Problems to solve =
(1) Rewrite the WebSocket chat article with "cdk.json" renamed to "settings.json", starting at the passage containing "To ease the" and stopping after "each stage accordingly.".
(2) Carry the WebSocket chat article forward from its final sentence.

Text to read =
━━━━━━━━━━━━━━━━
Building a Real-Time Chat Application with WebSockets in a Serverless Architecture

In this section, we will develop a real-time chat application using WebSockets, facilitating instant communication. This solution is versatile and can be adapted to different scenarios that require fast, real-time interactions, such as the live chat application shown below.

The architecture for the Lambda functions we are going to implement will be as follows:

Incorporating the Websockets Class into the Services Class

Traditionally, integrating WebSockets involves a significant amount of setup, including configuring the API and establishing various routes to initiate a connection. Fortunately, Forge simplifies this process considerably by offering a template where the connections are pre-configured and interconnected.

forge service websockets

This command creates a new file within the infra/services directory specifically for managing Websocket connections.

infra
└── services
    ├── __init__.py
    ├── api_gateway.py
    ├── aws_lambda.py
    ├── dynamodb.py
    ├── kms.py
    ├── layers.py
    ├── s3.py
    ├── secrets_manager.py
    └── websockets.py

This class is crafted to simplify the traditionally complex process of creating, deploying, and integrating WebSocket APIs. It not only streamlines the setup but also manages the necessary permissions, enabling functions to seamlessly send messages through a WebSocket channel.

To ease the configuration and management of WebSockets, we utilize the open-source library b_aws_websocket_api, enhancing our integration capabilities and efficiency.

Setup the Websocket URLS for a Multi-Stage Environment

Before we proceed, it's important to note a key consideration. Similar to the URL Shortener project, our Lambda operates in a multi-staging environment. This setup requires unique WebSocket URLs for each stage to ensure proper functionality. To manage this, we must specify these distinct URLs in the cdk.json file, assigning a unique URL to each stage accordingly.
━━━━━━━━━━━━━━━━
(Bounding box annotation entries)

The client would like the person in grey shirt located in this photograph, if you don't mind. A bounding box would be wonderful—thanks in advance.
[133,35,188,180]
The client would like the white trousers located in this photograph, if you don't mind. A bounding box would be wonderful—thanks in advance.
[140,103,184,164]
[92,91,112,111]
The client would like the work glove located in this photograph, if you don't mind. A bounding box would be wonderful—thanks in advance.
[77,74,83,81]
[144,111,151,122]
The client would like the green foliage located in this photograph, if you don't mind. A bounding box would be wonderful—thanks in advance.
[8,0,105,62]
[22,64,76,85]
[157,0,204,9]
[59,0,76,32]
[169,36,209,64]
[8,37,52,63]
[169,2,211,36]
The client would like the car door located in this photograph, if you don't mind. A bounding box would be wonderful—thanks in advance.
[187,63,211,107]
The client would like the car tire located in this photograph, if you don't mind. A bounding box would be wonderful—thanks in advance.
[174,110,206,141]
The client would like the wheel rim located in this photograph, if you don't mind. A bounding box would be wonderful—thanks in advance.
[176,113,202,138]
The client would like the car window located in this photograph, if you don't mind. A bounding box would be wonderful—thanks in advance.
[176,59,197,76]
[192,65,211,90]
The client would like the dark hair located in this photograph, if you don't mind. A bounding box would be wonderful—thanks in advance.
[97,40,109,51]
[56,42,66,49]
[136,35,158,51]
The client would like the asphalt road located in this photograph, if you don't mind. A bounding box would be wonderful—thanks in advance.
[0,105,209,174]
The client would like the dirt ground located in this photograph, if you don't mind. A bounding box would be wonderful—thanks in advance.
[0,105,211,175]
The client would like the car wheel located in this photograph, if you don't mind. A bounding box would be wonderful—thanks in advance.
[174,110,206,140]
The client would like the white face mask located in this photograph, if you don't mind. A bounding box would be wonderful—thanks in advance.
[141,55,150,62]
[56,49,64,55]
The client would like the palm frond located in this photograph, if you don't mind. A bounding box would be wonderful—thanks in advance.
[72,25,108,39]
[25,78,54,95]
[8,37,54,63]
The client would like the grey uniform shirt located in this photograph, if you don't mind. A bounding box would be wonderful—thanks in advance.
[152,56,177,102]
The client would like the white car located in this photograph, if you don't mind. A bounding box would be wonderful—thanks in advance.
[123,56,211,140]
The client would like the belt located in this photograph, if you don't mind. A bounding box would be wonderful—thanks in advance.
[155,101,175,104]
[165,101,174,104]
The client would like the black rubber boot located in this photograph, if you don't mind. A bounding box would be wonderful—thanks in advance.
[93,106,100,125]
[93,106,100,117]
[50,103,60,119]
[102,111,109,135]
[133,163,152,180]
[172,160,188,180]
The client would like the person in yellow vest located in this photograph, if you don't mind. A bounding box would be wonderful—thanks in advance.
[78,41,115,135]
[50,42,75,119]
━━━━━━━━━━━━━━━━
Answers to the problems =
(1)
To ease the configuration and management of WebSockets, we utilize the open-source library b_aws_websocket_api, enhancing our integration capabilities and efficiency.

Setup the Websocket URLS for a Multi-Stage Environment

Before we proceed, it's important to note a key consideration. Similar to the URL Shortener project, our Lambda operates in a multi-staging environment. This setup requires unique WebSocket URLs for each stage to ensure proper functionality. To manage this, we must specify these distinct URLs in the settings.json file, assigning a unique URL to each stage accordingly.

(2)
Note

If you have configured a custom domain name, you can preemptively specify your URLs. If not, you will need to deploy your code to AWS to obtain the WebSocket URLs. Subsequently, these URLs must be added to the cdk.json file.

   "dev": {
      "base_url": "https://api.lambda-forge.com/dev",
      "post_to_connection_url": "$DEV-POST-TO-CONNECTION-URL",
      "arns": {
        "urls_table": "$DEV-URLS-TABLE-ARN",
        "images_bucket": "$DEV-IMAGES-BUCKET-ARN",
        "auth_table": "$DEV-AUTH-TABLE-ARN"
      }
    },
    "staging": {
      "base_url": "https://api.lambda-forge.com/staging",
      "post_to_connection_url": "$STAGING-POST-TO-CONNECTION-URL",
      "arns": {
        "urls_table": "$STAGING-URLS-TABLE-ARN",
        "images_bucket": "$STAGING-IMAGES-BUCKET-ARN",
        "auth_table": "$STAGING-AUTH-TABLE-ARN"
      }
    },
    "prod": {
      "base_url": "https://api.lambda-forge.com",
      "post_to_connection_url": "$PROD-POST-TO-CONNECTION-URL",
      "arns": {
        "urls_table": "$PROD-URLS-TABLE-ARN",
        "images_bucket": "$PROD-IMAGES-BUCKET-ARN",
        "auth_table": "$PROD-AUTH-TABLE-ARN"
      }
    }

Establishing a Connection with the Websocket

To identify the connection IDs for each WebSocket channel, it's essential to inform the client of our application about their respective IDs. This step ensures we can accurately locate the channels as they begin to exchange messages.

Within the AWS environment, we face a specific constraint that we must adhere to: We cannot directly send messages to a WebSocket channel from the Lambda function that handles the connection.

Therefore, we must implement a sequential two-part process. The initial Lambda function, assigned to handle the connection setup, will trigger another Lambda function. This second function is specifically designed with the capability to send messages directly through the WebSocket channel.

Creating the Function to Send the Connection IDs

Let's first create the function that will actually send the connection id.

forge function send_connection_id --description "Sends the connection id to the client when a connection is made" --belongs-to "chat" --no-tests

This command creates a new send_connection_id function within the chat directory.

functions
└── chat
    ├── __init__.py
    └── send_connection_id
        ├── __init__.py
        ├── config.py
        └── main.py

This function is going to be very simple, it should simply receive an event with the connection id and send a message to the desired websocket channel.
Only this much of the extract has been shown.